[Dataset records start]
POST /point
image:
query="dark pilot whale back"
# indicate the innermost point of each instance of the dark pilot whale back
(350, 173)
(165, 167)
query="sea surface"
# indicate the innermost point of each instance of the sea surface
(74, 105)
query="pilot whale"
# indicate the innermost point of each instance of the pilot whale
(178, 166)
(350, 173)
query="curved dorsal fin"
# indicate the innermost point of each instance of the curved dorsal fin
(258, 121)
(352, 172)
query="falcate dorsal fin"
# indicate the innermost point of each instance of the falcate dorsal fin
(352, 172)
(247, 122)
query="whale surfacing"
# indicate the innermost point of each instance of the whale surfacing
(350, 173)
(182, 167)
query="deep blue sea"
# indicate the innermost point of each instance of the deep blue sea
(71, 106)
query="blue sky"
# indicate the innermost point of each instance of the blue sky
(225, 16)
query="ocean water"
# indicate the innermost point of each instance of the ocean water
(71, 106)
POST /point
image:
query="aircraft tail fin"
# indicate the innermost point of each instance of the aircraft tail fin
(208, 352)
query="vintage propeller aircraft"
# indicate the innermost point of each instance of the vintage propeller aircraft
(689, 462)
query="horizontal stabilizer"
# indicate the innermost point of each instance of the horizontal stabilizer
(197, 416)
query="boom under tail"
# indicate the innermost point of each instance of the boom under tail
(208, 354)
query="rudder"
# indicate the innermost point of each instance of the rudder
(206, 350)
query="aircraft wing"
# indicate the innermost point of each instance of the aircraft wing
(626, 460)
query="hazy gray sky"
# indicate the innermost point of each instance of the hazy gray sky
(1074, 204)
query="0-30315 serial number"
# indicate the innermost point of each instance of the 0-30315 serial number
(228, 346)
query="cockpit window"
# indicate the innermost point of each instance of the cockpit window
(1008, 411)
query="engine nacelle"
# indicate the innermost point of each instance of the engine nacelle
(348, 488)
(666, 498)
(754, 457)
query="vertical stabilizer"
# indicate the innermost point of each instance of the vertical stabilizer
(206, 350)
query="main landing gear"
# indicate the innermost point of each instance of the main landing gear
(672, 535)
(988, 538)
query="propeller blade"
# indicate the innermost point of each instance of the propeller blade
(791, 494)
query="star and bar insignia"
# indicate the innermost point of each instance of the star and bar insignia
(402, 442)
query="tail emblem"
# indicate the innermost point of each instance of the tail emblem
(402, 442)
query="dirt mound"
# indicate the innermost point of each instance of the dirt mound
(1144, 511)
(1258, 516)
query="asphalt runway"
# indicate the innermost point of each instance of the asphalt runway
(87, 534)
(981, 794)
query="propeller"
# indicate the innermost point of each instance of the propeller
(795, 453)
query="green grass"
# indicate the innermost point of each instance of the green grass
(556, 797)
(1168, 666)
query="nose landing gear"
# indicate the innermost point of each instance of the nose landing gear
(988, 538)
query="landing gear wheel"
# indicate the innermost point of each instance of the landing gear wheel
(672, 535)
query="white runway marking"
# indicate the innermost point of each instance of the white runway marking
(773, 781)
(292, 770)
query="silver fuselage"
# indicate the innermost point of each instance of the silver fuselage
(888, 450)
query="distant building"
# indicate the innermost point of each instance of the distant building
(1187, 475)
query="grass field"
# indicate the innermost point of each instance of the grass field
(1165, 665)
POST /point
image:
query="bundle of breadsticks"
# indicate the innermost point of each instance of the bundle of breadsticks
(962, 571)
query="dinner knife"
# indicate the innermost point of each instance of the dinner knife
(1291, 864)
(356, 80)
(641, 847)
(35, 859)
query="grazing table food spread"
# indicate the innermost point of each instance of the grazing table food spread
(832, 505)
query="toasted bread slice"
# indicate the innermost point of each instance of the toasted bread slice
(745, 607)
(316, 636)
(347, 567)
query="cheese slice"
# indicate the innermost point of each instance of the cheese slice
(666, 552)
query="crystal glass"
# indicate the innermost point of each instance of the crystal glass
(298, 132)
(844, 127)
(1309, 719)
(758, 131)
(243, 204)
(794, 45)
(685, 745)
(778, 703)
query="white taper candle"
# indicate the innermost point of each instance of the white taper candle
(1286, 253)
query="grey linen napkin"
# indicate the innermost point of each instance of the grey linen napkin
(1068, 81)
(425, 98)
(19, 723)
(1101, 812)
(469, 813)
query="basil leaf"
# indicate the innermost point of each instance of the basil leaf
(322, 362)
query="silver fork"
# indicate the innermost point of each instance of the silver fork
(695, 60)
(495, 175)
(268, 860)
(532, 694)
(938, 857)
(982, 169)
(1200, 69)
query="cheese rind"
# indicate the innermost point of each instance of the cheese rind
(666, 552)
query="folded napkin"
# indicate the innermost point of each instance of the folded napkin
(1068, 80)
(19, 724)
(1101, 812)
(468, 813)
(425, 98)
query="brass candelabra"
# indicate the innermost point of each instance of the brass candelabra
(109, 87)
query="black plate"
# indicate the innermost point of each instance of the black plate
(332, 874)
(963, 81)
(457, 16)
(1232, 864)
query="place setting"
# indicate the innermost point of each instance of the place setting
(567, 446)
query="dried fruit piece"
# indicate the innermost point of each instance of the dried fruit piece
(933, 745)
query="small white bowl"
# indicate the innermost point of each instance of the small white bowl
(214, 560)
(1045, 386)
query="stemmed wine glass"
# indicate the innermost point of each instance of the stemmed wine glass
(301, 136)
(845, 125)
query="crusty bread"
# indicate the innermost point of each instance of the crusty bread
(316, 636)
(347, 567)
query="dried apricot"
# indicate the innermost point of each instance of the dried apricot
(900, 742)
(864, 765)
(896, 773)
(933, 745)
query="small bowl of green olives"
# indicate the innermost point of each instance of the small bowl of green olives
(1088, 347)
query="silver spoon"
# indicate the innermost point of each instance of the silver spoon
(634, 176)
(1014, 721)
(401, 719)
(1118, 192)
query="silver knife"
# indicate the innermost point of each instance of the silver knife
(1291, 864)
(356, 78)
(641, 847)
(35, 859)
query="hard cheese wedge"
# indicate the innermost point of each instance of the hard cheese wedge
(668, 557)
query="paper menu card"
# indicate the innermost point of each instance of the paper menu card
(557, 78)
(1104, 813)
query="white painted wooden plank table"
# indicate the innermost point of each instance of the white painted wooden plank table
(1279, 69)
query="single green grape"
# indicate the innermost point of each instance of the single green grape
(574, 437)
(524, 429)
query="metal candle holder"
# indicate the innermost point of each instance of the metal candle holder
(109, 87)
[Dataset records end]
Reproduce the entries above in full by retyping them exactly.

Expected output.
POST /point
image:
query="dark pilot whale back"
# indicate the innermost point of each instance of the dark pilot whale back
(350, 173)
(165, 167)
query="sea surface"
# indicate the innermost point of each instance of the sea surface
(74, 105)
query="pilot whale"
# indicate the innermost point of each instance of the pilot whale
(178, 166)
(350, 173)
query="curved dorsal fin"
# indicate the innermost point of each instance of the curved dorsal fin
(258, 121)
(352, 172)
query="falcate dorsal fin"
# indicate the innermost point of each instance of the falcate dorsal fin
(352, 172)
(247, 122)
query="whale surfacing"
# indicate the innermost point of each instance of the whale surfacing
(350, 173)
(182, 167)
query="deep blue sea"
# indicate the innermost point of each instance of the deep blue sea
(71, 106)
query="blue sky"
# indicate the innermost point of each instance of the blue sky
(225, 16)
query="ocean water"
# indicate the innermost point of each instance of the ocean water
(71, 106)
POST /point
image:
query="aircraft tail fin"
# indicate the innermost point of each instance of the aircraft tail fin
(208, 352)
query="vintage propeller aircraft"
# indicate the innermost point of each instance of the vintage propeller aircraft
(689, 462)
query="horizontal stabilizer"
# indicate the innermost point of each instance of the horizontal stabilizer
(197, 416)
query="boom under tail"
# indicate the innermost point of each instance of the boom under tail
(208, 354)
query="rudder"
# indicate the innermost point of each instance of the rudder
(206, 350)
query="aircraft wing"
# indicate the innermost point of each instance of the aircraft wing
(626, 460)
query="hazy gray sky"
# indicate the innermost point of each instance of the hazy gray sky
(1074, 204)
query="0-30315 serial number"
# indicate the innermost point of each instance of the 0-30315 serial number
(228, 346)
query="cockpit window"
# indicate the innermost point of each instance of the cockpit window
(1008, 411)
query="engine nacelle"
# indicate the innermost point of each instance of the engine nacelle
(348, 488)
(666, 498)
(754, 457)
query="vertical stabilizer"
# indicate the innermost point of each instance of the vertical stabilizer
(206, 350)
query="main landing gear"
# indicate the innermost point of each instance of the main landing gear
(672, 535)
(988, 538)
query="propeller blade"
# indicate the innermost point of each instance of the propeller blade
(791, 494)
query="star and bar insignia"
# indicate the innermost point of each instance of the star and bar insignia
(402, 442)
query="tail emblem"
# indicate the innermost point of each instance of the tail emblem
(402, 442)
query="dirt mound"
# indicate the innermost point of each instance of the dirt mound
(1144, 511)
(1258, 516)
query="asphalt runway"
# indicate the innermost point of each instance of the asphalt runway
(87, 534)
(981, 794)
query="propeller"
# indicate the innermost point of each instance of the propeller
(795, 453)
query="green grass"
# indicate the innermost point of each instance of the green grass
(556, 797)
(1168, 666)
query="nose landing gear"
# indicate the innermost point of each instance of the nose landing gear
(988, 538)
query="landing gear wheel"
# indicate the innermost point of each instance of the landing gear wheel
(672, 535)
query="white runway marking"
# indicate the innermost point of each instance of the white runway marking
(773, 781)
(292, 770)
query="silver fuselage"
# indicate the innermost point of each instance of the silver fuselage
(888, 450)
query="distant building"
# indicate the innermost point of each instance of the distant building
(1187, 475)
query="grass field"
# indicate the innermost point of each instance of the grass field
(1165, 665)
POST /point
image:
query="bundle of breadsticks"
# indicate the innermost point of each instance of the bundle of breadsticks
(962, 571)
query="dinner knife"
# indicate the innermost point of each instance of the dinner knife
(1291, 864)
(356, 80)
(641, 847)
(35, 859)
query="grazing table food spread"
# indicate the innermost point of each instance of the grazing table food spread
(832, 505)
query="toasted bread slice"
# indicate the innermost point of each instance of the toasted bread slice
(745, 607)
(316, 636)
(347, 567)
query="cheese slice"
# indicate the innermost point of each instance of the cheese slice
(666, 552)
query="crystal glass"
# indicate the innermost point of each instance of the crystal glass
(298, 132)
(844, 127)
(1309, 719)
(758, 131)
(243, 204)
(794, 45)
(685, 745)
(778, 703)
query="white taper candle"
# indicate the innermost point of each instance of the white taper candle
(1286, 253)
query="grey linen napkin"
# indicate the innermost point of each instance of the grey linen napkin
(1068, 81)
(425, 98)
(19, 723)
(1101, 812)
(469, 813)
query="basil leaf"
# indicate the innermost point of each instance of the basil leaf
(322, 362)
query="silver fork"
# indicate the innermost point of each instance of the silver fork
(695, 60)
(495, 175)
(268, 860)
(532, 694)
(938, 857)
(982, 169)
(1200, 69)
query="cheese rind"
# indicate the innermost point of each instance of the cheese rind
(666, 552)
query="folded napkin"
# indicate the innermost point of each instance of the folded napkin
(1068, 80)
(19, 724)
(1101, 812)
(468, 813)
(425, 98)
query="brass candelabra"
# indicate the innermost point of each instance of the brass candelabra
(109, 87)
query="black plate"
# indicate the innermost point of each instance of the black plate
(332, 874)
(963, 81)
(457, 16)
(1232, 864)
query="place setting"
# indicate the innermost point of each instance of the place setting
(567, 446)
query="dried fruit piece"
# indicate the innermost point of each instance of the dried fruit piece
(933, 745)
query="small white bowl"
# indicate the innermost point of each instance of the small white bowl
(214, 560)
(1045, 386)
query="stemmed wine glass"
# indicate the innermost point of each instance of the stemmed wine glass
(301, 136)
(845, 125)
query="crusty bread"
# indicate the innermost point of each instance of the crusty bread
(316, 636)
(347, 567)
query="dried apricot"
# indicate the innermost point of each instance of the dried apricot
(900, 742)
(864, 765)
(896, 773)
(933, 745)
query="small bowl of green olives"
# indicate the innermost point of each instance of the small bowl of green olives
(1088, 347)
query="silver spoon"
# indicate the innermost point of each instance of the silver spoon
(634, 176)
(1014, 721)
(401, 719)
(1118, 192)
query="silver knife"
# indicate the innermost point of each instance of the silver knife
(1291, 864)
(356, 78)
(641, 847)
(35, 859)
query="hard cheese wedge"
# indicate the innermost point of each instance of the hard cheese wedge
(668, 557)
query="paper menu card"
# indicate the innermost point of each instance of the paper menu card
(557, 78)
(1104, 813)
query="white painted wooden plank table"
# indicate the innermost point of each instance of the white painted wooden plank table
(1279, 69)
query="single green grape"
# indicate the innermost point of each instance of the single green grape
(574, 437)
(524, 429)
query="metal candle holder"
# indicate the innermost point of each instance of the metal candle holder
(109, 87)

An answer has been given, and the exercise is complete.